---------- Document section ----------

I have little to no long-term or short-term memory.
Dyslexic / I transpose the last two numbers in sequences, but only occasionally. I actually read the numbers backwards, not simply just writing them backwards. Math is a foreign language – literally. I have no understanding of even the most basic equation past simple adding and subtracting, multiplication, division.
Ridiculously high sensitivity to sound, especially sudden noise – here’s a real life example: the sound of a public toilet flushing – (like in a grocery store bathroom or movie theater )is excruciating to me. Additionally I can hear/feel a cell phone vibrate three rooms away with the doors closed.
High sensitivity to “compact” electricity – Best Buy or the electronics department at Target are two places I stay away from.
Having more than one thing “playing” at once is excruciating to me. Example: TV on in one room, son watching/listening to YouTube in an adjoining room, while a conversation is going on all at the same time. This creates extreme agitation in me and I have to leave immediately.
Sensory issues – example: condensation on a water glass makes my skin crawl even to see it. Touching it, no way!
I can’t be around a lot of people at a time. Period!
Absolutely no patience for small talk or people who talk only about themselves or celebrities. Can’t watch the news. Highly empathic.
High sensitivity to light – I keep our house dark – much to the chagrin of my husband.
I’m not saying having these sensitivities makes me a savant. But I want to know more about my brain/mind, what this is I have, working with others that have it and uncovering information. I know a lot of BIG changes are coming, right around the corner, I have formed a team of people who have similar PSI characteristics, with variations, we are all on the PSI-Spectrum and working together increases our skills, we pick up each other’s skills and all of them are enhanced when we are together or connected in conversation. We run what we pick up by each other, for clarification, and the information is all the same. These people who are part of the team are all over the country and reaching now into the UK. Whatever you want to call it – this Upper Level, Extended Intelligence, PSI-MIND, it does exist. There are those of us that have been accessing it for a long time, and it is interwoven into our everyday lives. This is accessible to everyone, not just a select few. The people I work with see these skills as a muscle to be developed, not as “gifts” but skills. How they come about is another post. This one has already gotten too long.
The last thing I need to address is skeptics. I don’t care about skeptics. I know how my mind works. I want to know MORE about why it works the way it does, it’s that simple. I know everyone has the capacity to use their minds in the way I do, if they choose to. And if not, that’s ok.
Here’s the problem I have with skeptics. You don’t have to believe me. But don’t keep other people from accessing their own upper intelligence by ridiculing, shaming and frightening them into feeling stupid for even wanting to believe these things exist. This is like the reverse of the story of the emperor’s clothes – there are those of us that not only see but embrace the beautiful rich fabrics, not on the emperor, but all around us. We are living our lives with an extended mind, swimming in that stream. If you choose not to, or believe (incorrectly) that you can’t, well that’s on you. But don’t put it on me, don’t put it on anyone else. This experience exists, it’s getting bigger and stronger. You can live your life “disabling” that mind. I will not. And additionally I will tell you, you don’t have to.

---------- Provided material ----------

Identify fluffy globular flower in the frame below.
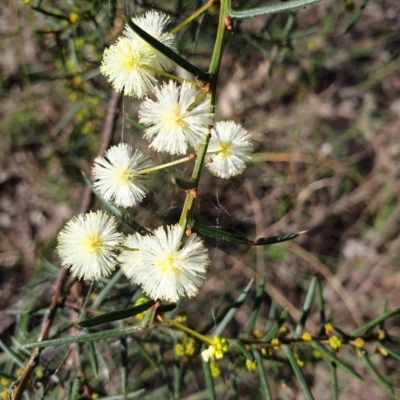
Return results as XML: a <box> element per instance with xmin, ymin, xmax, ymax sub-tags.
<box><xmin>119</xmin><ymin>225</ymin><xmax>209</xmax><ymax>302</ymax></box>
<box><xmin>100</xmin><ymin>37</ymin><xmax>157</xmax><ymax>99</ymax></box>
<box><xmin>93</xmin><ymin>143</ymin><xmax>151</xmax><ymax>207</ymax></box>
<box><xmin>206</xmin><ymin>121</ymin><xmax>253</xmax><ymax>178</ymax></box>
<box><xmin>57</xmin><ymin>211</ymin><xmax>123</xmax><ymax>280</ymax></box>
<box><xmin>124</xmin><ymin>11</ymin><xmax>175</xmax><ymax>71</ymax></box>
<box><xmin>139</xmin><ymin>81</ymin><xmax>214</xmax><ymax>154</ymax></box>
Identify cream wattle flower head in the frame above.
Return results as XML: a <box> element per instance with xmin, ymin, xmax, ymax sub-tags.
<box><xmin>206</xmin><ymin>121</ymin><xmax>253</xmax><ymax>178</ymax></box>
<box><xmin>124</xmin><ymin>10</ymin><xmax>175</xmax><ymax>71</ymax></box>
<box><xmin>118</xmin><ymin>224</ymin><xmax>210</xmax><ymax>302</ymax></box>
<box><xmin>57</xmin><ymin>211</ymin><xmax>123</xmax><ymax>280</ymax></box>
<box><xmin>100</xmin><ymin>37</ymin><xmax>157</xmax><ymax>99</ymax></box>
<box><xmin>139</xmin><ymin>81</ymin><xmax>214</xmax><ymax>154</ymax></box>
<box><xmin>92</xmin><ymin>143</ymin><xmax>151</xmax><ymax>207</ymax></box>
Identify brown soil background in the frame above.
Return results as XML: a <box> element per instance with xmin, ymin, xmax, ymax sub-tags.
<box><xmin>0</xmin><ymin>0</ymin><xmax>400</xmax><ymax>399</ymax></box>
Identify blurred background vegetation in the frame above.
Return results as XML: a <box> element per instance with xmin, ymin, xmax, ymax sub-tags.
<box><xmin>0</xmin><ymin>0</ymin><xmax>400</xmax><ymax>399</ymax></box>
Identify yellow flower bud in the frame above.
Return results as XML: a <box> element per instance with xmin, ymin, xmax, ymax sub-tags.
<box><xmin>329</xmin><ymin>335</ymin><xmax>342</xmax><ymax>351</ymax></box>
<box><xmin>246</xmin><ymin>359</ymin><xmax>257</xmax><ymax>372</ymax></box>
<box><xmin>301</xmin><ymin>331</ymin><xmax>312</xmax><ymax>342</ymax></box>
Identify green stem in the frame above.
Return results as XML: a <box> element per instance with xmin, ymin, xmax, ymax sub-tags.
<box><xmin>144</xmin><ymin>65</ymin><xmax>200</xmax><ymax>86</ymax></box>
<box><xmin>136</xmin><ymin>154</ymin><xmax>196</xmax><ymax>175</ymax></box>
<box><xmin>179</xmin><ymin>0</ymin><xmax>231</xmax><ymax>229</ymax></box>
<box><xmin>163</xmin><ymin>315</ymin><xmax>214</xmax><ymax>344</ymax></box>
<box><xmin>230</xmin><ymin>0</ymin><xmax>322</xmax><ymax>19</ymax></box>
<box><xmin>170</xmin><ymin>0</ymin><xmax>215</xmax><ymax>33</ymax></box>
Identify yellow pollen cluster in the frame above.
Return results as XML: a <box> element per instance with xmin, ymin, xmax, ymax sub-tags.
<box><xmin>114</xmin><ymin>167</ymin><xmax>130</xmax><ymax>186</ymax></box>
<box><xmin>82</xmin><ymin>233</ymin><xmax>103</xmax><ymax>255</ymax></box>
<box><xmin>121</xmin><ymin>53</ymin><xmax>137</xmax><ymax>70</ymax></box>
<box><xmin>156</xmin><ymin>254</ymin><xmax>178</xmax><ymax>273</ymax></box>
<box><xmin>162</xmin><ymin>104</ymin><xmax>187</xmax><ymax>130</ymax></box>
<box><xmin>219</xmin><ymin>142</ymin><xmax>232</xmax><ymax>159</ymax></box>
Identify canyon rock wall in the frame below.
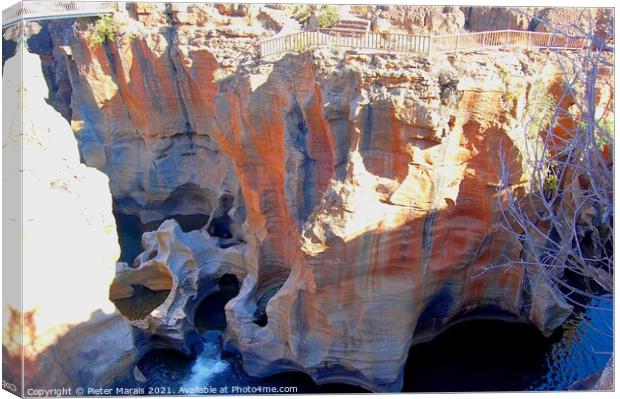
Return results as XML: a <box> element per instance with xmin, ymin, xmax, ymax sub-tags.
<box><xmin>3</xmin><ymin>29</ymin><xmax>135</xmax><ymax>387</ymax></box>
<box><xmin>10</xmin><ymin>4</ymin><xmax>592</xmax><ymax>391</ymax></box>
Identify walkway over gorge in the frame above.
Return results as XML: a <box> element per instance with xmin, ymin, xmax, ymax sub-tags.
<box><xmin>2</xmin><ymin>1</ymin><xmax>589</xmax><ymax>58</ymax></box>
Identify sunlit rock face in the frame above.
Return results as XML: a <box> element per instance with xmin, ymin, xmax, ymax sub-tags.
<box><xmin>25</xmin><ymin>6</ymin><xmax>570</xmax><ymax>391</ymax></box>
<box><xmin>3</xmin><ymin>28</ymin><xmax>131</xmax><ymax>386</ymax></box>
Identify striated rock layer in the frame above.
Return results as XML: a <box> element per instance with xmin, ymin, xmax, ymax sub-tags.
<box><xmin>21</xmin><ymin>6</ymin><xmax>588</xmax><ymax>391</ymax></box>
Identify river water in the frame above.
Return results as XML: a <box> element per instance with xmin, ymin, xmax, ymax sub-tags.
<box><xmin>116</xmin><ymin>215</ymin><xmax>613</xmax><ymax>393</ymax></box>
<box><xmin>134</xmin><ymin>303</ymin><xmax>613</xmax><ymax>393</ymax></box>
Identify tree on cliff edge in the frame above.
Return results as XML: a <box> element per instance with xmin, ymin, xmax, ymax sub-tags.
<box><xmin>498</xmin><ymin>9</ymin><xmax>614</xmax><ymax>334</ymax></box>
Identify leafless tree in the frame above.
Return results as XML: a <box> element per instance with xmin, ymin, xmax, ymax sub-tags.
<box><xmin>498</xmin><ymin>10</ymin><xmax>614</xmax><ymax>311</ymax></box>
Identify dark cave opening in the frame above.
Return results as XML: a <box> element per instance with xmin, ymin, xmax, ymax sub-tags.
<box><xmin>194</xmin><ymin>273</ymin><xmax>239</xmax><ymax>333</ymax></box>
<box><xmin>207</xmin><ymin>214</ymin><xmax>233</xmax><ymax>239</ymax></box>
<box><xmin>252</xmin><ymin>283</ymin><xmax>284</xmax><ymax>327</ymax></box>
<box><xmin>403</xmin><ymin>319</ymin><xmax>556</xmax><ymax>392</ymax></box>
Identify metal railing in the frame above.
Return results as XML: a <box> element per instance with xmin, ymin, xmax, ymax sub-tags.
<box><xmin>259</xmin><ymin>29</ymin><xmax>588</xmax><ymax>57</ymax></box>
<box><xmin>259</xmin><ymin>29</ymin><xmax>431</xmax><ymax>57</ymax></box>
<box><xmin>2</xmin><ymin>1</ymin><xmax>118</xmax><ymax>27</ymax></box>
<box><xmin>431</xmin><ymin>30</ymin><xmax>587</xmax><ymax>53</ymax></box>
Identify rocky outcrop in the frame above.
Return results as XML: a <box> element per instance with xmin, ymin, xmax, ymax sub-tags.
<box><xmin>110</xmin><ymin>220</ymin><xmax>253</xmax><ymax>355</ymax></box>
<box><xmin>463</xmin><ymin>7</ymin><xmax>542</xmax><ymax>32</ymax></box>
<box><xmin>14</xmin><ymin>5</ymin><xmax>600</xmax><ymax>391</ymax></box>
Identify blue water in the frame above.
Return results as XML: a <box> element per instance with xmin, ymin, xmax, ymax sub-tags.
<box><xmin>530</xmin><ymin>300</ymin><xmax>613</xmax><ymax>390</ymax></box>
<box><xmin>134</xmin><ymin>302</ymin><xmax>613</xmax><ymax>393</ymax></box>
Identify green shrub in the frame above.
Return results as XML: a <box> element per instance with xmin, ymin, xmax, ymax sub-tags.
<box><xmin>319</xmin><ymin>6</ymin><xmax>340</xmax><ymax>28</ymax></box>
<box><xmin>88</xmin><ymin>14</ymin><xmax>123</xmax><ymax>47</ymax></box>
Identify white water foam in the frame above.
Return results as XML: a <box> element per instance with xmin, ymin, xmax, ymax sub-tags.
<box><xmin>183</xmin><ymin>332</ymin><xmax>230</xmax><ymax>388</ymax></box>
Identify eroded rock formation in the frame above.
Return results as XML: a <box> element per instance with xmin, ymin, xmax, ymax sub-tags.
<box><xmin>8</xmin><ymin>6</ymin><xmax>612</xmax><ymax>391</ymax></box>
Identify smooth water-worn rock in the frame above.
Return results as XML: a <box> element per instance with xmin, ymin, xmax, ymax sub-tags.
<box><xmin>10</xmin><ymin>7</ymin><xmax>612</xmax><ymax>391</ymax></box>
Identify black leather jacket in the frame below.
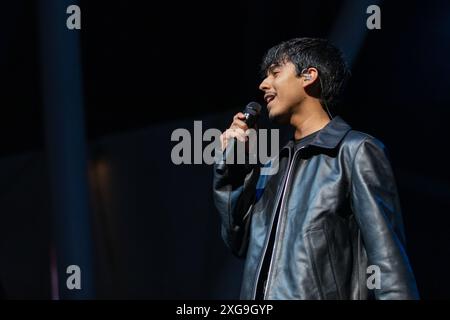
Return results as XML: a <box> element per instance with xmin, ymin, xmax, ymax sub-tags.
<box><xmin>214</xmin><ymin>117</ymin><xmax>418</xmax><ymax>299</ymax></box>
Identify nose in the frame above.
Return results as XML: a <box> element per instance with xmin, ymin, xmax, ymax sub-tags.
<box><xmin>259</xmin><ymin>77</ymin><xmax>270</xmax><ymax>92</ymax></box>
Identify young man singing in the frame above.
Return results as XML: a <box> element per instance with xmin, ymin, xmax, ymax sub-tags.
<box><xmin>214</xmin><ymin>38</ymin><xmax>418</xmax><ymax>299</ymax></box>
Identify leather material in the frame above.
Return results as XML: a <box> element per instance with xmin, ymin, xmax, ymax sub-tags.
<box><xmin>213</xmin><ymin>117</ymin><xmax>419</xmax><ymax>299</ymax></box>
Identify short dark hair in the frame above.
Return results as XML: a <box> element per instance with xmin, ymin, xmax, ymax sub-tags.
<box><xmin>261</xmin><ymin>38</ymin><xmax>350</xmax><ymax>109</ymax></box>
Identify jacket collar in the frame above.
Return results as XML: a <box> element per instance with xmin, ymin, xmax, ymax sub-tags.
<box><xmin>286</xmin><ymin>116</ymin><xmax>352</xmax><ymax>149</ymax></box>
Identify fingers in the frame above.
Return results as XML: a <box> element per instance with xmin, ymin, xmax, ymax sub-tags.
<box><xmin>220</xmin><ymin>112</ymin><xmax>248</xmax><ymax>150</ymax></box>
<box><xmin>221</xmin><ymin>128</ymin><xmax>248</xmax><ymax>150</ymax></box>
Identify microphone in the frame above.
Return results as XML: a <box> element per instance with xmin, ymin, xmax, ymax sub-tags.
<box><xmin>217</xmin><ymin>101</ymin><xmax>262</xmax><ymax>173</ymax></box>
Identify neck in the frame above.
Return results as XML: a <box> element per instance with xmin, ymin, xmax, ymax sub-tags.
<box><xmin>291</xmin><ymin>99</ymin><xmax>330</xmax><ymax>140</ymax></box>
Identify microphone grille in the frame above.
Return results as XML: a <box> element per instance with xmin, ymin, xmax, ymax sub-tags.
<box><xmin>244</xmin><ymin>101</ymin><xmax>262</xmax><ymax>115</ymax></box>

----------

Reproduce the personal account of sensory sensitivities above, everything from "Sensory issues –" down to "news. Highly empathic.".

» **Response**:
Sensory issues – example: condensation on a water glass makes my skin crawl even to see it. Touching it, no way!
I can’t be around a lot of people at a time. Period!
Absolutely no patience for small talk or people who talk only about themselves or celebrities. Can’t watch the news. Highly empathic.